§ Short exercise
Rewrite the entries below as a numbered list, from the line that contains "Scan the photo above and verify: does it contain any reflection" through the line that contains "149;156;157;163", both included. Leave out any blank lines.

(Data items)
Start
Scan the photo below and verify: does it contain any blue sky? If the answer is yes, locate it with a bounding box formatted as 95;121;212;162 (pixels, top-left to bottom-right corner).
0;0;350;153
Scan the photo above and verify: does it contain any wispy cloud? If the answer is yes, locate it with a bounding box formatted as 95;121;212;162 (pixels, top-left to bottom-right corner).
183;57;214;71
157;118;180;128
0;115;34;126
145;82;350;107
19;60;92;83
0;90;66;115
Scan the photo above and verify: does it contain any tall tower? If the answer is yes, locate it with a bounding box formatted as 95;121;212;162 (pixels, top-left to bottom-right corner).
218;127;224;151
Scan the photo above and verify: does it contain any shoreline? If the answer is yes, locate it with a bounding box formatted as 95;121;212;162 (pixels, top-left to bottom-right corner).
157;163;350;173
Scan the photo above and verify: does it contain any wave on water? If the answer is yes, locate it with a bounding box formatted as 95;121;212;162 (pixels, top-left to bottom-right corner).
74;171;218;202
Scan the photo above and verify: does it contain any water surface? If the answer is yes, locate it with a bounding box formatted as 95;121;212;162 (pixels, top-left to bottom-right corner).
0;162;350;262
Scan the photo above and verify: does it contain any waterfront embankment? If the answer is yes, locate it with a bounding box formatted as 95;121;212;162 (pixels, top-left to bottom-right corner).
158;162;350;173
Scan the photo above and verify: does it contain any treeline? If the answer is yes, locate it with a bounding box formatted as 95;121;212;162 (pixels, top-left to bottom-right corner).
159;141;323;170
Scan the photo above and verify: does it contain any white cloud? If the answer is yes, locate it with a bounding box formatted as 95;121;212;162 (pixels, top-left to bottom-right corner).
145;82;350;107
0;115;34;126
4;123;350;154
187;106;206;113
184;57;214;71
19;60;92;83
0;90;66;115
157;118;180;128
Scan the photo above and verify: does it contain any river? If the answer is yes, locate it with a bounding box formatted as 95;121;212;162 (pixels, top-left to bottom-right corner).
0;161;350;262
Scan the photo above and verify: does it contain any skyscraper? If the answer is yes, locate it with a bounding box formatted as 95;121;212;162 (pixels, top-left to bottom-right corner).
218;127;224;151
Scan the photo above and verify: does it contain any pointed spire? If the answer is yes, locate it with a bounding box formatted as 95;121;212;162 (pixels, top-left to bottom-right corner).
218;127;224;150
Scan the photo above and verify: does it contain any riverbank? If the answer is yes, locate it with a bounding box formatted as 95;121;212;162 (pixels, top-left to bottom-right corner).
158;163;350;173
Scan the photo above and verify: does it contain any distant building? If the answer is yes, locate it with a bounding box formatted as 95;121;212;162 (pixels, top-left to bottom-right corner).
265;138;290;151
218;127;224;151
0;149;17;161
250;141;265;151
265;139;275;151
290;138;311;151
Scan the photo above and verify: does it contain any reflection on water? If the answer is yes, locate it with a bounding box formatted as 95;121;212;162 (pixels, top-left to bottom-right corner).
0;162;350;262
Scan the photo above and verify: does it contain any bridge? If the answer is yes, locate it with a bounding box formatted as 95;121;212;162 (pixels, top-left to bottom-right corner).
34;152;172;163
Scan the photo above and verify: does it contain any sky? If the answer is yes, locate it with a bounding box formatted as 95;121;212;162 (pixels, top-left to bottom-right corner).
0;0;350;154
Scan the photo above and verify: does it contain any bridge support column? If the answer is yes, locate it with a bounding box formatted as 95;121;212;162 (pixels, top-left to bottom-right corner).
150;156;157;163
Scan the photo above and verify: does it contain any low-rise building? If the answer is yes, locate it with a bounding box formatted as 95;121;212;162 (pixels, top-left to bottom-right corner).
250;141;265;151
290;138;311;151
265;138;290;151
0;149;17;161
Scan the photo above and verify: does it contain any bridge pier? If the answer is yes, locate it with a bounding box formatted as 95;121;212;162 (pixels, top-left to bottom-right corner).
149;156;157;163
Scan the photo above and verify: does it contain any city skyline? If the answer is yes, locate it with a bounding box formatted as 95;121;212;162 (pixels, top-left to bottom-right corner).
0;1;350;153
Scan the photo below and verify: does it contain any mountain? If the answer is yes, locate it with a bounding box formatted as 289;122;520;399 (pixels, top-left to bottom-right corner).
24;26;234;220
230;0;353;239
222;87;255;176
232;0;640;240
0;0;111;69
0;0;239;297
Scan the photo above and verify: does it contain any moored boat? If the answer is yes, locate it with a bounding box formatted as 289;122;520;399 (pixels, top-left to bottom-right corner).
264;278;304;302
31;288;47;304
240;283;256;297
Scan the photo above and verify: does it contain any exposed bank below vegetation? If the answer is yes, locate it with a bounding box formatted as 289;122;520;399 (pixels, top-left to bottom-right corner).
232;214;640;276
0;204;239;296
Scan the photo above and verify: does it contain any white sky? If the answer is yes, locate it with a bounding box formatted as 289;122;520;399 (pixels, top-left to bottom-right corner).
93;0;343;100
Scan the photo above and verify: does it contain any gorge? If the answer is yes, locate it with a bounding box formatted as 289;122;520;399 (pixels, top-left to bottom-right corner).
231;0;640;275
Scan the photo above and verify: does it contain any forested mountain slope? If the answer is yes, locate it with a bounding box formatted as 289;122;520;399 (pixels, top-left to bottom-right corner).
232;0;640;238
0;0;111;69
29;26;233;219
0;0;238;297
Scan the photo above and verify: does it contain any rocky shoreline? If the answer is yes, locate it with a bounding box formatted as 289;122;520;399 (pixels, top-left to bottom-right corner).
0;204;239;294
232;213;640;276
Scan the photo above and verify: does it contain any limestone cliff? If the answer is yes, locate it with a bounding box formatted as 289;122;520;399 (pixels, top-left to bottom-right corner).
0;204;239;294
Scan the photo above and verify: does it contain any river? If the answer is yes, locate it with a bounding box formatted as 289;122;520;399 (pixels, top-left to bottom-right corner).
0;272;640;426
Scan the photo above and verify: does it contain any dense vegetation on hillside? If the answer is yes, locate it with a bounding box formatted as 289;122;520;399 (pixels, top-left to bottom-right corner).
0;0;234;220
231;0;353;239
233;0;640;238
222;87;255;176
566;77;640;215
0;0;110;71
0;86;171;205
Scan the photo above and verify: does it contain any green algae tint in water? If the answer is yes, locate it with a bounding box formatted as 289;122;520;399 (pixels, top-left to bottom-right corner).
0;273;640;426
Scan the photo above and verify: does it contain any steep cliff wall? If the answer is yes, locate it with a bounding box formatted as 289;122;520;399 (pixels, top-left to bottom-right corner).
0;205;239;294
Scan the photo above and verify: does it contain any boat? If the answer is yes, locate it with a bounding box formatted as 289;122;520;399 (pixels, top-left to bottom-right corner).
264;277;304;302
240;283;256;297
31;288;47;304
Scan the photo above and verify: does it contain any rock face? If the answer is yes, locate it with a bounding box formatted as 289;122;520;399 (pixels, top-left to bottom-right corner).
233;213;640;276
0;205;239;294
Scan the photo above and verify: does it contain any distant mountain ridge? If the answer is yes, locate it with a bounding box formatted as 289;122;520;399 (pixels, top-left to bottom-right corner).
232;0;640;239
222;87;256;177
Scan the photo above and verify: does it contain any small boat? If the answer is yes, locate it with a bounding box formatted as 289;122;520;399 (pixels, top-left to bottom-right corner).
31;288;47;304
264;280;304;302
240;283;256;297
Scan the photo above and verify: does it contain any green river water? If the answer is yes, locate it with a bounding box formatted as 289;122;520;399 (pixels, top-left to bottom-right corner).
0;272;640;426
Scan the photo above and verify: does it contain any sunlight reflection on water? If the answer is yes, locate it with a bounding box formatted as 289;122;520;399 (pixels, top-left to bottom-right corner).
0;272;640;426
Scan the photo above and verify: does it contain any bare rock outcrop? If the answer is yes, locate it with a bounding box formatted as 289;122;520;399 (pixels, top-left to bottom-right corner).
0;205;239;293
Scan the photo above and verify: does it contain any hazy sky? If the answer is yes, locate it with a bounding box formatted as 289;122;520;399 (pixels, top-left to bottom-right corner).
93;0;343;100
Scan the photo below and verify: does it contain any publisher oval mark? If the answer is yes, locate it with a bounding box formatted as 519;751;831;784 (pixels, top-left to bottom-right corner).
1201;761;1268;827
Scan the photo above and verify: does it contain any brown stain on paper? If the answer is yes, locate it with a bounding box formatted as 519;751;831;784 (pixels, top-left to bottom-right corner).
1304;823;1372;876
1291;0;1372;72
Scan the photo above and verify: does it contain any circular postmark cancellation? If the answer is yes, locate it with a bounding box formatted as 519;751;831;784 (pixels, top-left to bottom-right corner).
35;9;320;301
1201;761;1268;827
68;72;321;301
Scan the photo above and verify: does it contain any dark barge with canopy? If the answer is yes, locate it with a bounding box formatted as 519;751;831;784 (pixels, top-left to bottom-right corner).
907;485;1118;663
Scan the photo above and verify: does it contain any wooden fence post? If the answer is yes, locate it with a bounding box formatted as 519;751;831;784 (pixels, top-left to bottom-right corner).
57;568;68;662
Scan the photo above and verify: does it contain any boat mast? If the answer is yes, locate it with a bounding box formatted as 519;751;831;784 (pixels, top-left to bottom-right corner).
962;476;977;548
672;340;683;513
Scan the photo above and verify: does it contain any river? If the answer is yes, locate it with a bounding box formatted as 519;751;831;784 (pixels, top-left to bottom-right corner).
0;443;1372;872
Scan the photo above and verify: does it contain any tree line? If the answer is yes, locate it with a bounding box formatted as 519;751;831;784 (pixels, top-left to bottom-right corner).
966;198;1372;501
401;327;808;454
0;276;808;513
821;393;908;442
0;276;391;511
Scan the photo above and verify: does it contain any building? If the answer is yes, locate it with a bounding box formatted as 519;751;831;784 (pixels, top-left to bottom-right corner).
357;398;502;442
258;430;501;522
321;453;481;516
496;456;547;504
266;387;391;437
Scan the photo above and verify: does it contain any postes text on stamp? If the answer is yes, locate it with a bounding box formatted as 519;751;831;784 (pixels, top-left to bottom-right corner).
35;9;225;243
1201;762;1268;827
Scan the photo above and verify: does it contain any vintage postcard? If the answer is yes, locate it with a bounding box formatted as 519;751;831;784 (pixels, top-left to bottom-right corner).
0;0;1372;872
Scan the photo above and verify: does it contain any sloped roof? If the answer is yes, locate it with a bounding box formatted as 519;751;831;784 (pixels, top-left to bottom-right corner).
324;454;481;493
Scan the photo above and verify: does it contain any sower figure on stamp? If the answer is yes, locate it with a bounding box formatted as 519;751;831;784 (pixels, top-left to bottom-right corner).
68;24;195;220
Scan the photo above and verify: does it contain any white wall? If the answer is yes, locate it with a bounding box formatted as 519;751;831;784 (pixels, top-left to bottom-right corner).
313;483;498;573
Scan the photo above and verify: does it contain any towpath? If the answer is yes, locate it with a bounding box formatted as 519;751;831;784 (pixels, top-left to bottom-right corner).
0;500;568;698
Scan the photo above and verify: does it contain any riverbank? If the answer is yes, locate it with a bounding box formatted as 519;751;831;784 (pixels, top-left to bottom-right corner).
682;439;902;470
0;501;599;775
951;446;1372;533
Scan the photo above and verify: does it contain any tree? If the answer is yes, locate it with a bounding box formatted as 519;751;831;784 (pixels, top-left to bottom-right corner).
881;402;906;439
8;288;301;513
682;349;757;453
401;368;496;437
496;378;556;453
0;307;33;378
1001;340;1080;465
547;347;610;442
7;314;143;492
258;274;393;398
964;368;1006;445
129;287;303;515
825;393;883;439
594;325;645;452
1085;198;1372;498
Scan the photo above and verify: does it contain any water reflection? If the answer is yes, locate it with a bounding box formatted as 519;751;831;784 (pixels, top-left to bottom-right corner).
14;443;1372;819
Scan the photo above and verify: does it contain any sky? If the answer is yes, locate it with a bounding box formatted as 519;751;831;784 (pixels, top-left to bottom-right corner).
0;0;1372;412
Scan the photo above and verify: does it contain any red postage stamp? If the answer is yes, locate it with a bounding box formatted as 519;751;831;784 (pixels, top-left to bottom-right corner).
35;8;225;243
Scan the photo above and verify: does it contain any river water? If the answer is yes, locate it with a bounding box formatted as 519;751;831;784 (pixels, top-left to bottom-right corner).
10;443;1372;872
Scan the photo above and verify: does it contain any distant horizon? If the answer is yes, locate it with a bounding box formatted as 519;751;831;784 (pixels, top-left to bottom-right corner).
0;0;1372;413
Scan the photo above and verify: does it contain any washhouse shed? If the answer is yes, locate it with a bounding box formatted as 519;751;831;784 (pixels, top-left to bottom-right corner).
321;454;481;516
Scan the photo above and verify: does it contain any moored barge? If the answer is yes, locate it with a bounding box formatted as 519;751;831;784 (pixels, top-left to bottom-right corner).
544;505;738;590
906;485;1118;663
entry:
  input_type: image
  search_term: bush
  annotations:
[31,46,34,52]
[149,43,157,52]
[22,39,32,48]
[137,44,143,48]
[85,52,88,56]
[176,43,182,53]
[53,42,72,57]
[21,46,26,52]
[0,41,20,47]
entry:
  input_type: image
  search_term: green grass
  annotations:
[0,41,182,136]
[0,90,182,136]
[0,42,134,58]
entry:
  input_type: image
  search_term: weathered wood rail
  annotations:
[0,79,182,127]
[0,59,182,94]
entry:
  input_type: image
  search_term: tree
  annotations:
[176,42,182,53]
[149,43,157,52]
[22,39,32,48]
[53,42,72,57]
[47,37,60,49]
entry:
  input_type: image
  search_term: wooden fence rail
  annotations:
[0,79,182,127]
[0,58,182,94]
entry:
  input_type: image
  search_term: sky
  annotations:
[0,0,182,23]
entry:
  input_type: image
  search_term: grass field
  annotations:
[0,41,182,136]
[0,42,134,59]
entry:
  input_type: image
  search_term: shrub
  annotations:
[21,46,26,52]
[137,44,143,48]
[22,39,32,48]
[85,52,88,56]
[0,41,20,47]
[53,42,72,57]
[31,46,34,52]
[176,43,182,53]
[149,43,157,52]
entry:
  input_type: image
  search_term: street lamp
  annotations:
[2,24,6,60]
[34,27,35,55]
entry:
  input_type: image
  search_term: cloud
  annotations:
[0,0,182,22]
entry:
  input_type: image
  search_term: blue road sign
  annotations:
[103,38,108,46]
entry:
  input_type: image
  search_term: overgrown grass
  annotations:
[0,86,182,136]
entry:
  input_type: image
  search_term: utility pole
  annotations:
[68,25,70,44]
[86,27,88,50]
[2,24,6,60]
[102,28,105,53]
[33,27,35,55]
End
§ In response
1. Scan the photo above and verify: does it contain any reflection on water? If the answer is yes, locate it with a bounding box formatted as 95;121;212;162 (pixels, top-left to bottom-right corner).
2. 0;162;350;262
3. Scan the photo above and verify: does it contain any bridge? If the answer is yes, locate it with a bounding box formatted as 95;121;212;162 (pixels, top-left to bottom-right corner).
4. 34;152;172;163
5. Scan the photo above and verify: does it contain any sky? If the answer is yes, locate it with a bounding box formatted as 95;121;212;162 (pixels, top-left to bottom-right corner).
6. 0;0;350;154
7. Scan the photo above and verify: does it contain any bridge support column? If the answer is yes, locate it with a bounding box formatted as 95;121;212;162 (pixels, top-left to bottom-right corner).
8. 150;156;157;163
9. Scan the photo above and verify: does it contain any low-rise building? If the answer is yes, locate it with a bounding box formatted as 95;121;212;162 (pixels, top-left to bottom-right corner).
10. 250;141;265;151
11. 290;138;311;151
12. 265;138;290;151
13. 0;149;17;161
14. Scan the photo above and verify: does it contain any bridge pier? If the answer is yes, locate it with a bounding box formatted as 95;121;212;162 (pixels, top-left to bottom-right corner).
15. 149;156;157;163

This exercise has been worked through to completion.